Task details:
Which lines of the entries contain the string "query"? Copy each of them.

Supplied entries:
-----
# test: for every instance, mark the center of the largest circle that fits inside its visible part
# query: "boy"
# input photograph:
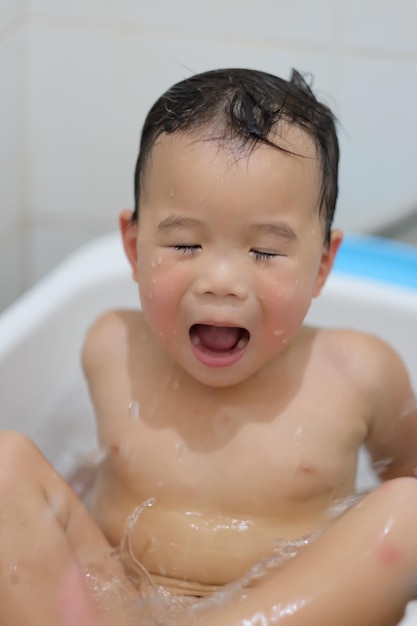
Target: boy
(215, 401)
-----
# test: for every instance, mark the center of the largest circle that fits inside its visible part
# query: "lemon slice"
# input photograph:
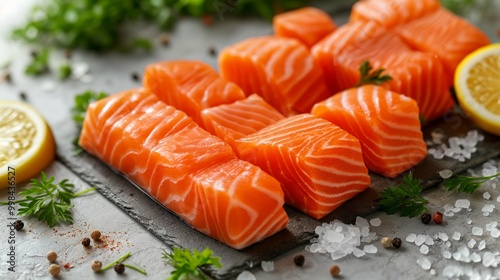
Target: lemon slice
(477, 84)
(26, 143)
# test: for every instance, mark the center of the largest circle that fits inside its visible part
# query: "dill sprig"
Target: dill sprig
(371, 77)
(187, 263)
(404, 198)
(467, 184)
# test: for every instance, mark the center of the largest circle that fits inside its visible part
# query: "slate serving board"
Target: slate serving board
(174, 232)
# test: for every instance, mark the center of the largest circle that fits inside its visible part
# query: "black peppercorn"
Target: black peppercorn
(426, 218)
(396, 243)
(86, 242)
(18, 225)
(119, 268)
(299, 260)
-----
Solution for this problem:
# query: "boy"
# query: "lemon slice"
# query: "dill sprig"
# query: "slate serving board"
# query: "black peppercorn"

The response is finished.